#### Task directions:
Select every line of the records that contains the string "paver", and copy each one out.

#### Input:
**********
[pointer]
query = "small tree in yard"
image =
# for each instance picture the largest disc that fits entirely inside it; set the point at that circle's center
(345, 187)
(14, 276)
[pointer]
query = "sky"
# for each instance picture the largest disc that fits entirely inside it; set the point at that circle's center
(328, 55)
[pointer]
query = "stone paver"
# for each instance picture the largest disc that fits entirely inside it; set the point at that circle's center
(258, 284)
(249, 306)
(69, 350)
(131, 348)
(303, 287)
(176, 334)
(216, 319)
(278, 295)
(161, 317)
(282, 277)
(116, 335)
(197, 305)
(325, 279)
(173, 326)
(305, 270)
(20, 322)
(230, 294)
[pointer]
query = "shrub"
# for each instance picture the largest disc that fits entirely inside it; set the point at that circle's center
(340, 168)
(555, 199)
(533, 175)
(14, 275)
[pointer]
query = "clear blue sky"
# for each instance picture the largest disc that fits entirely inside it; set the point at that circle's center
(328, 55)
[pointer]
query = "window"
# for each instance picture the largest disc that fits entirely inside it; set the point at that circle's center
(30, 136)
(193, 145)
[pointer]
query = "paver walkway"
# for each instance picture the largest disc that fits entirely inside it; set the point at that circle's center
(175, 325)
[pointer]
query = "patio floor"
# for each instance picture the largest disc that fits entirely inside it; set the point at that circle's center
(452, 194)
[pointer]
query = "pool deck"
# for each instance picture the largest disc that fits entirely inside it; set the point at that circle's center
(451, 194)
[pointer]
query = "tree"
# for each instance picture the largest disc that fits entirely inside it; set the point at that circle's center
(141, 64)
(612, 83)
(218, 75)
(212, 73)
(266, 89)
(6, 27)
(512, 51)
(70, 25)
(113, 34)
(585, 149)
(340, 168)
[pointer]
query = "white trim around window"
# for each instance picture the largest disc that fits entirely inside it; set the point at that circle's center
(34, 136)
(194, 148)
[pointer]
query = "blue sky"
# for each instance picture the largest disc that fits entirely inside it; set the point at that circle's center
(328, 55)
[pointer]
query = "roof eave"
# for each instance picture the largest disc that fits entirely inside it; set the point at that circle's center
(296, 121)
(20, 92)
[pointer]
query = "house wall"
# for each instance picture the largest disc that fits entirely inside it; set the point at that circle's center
**********
#### Written response:
query = "stone paver"
query = "paver walkway"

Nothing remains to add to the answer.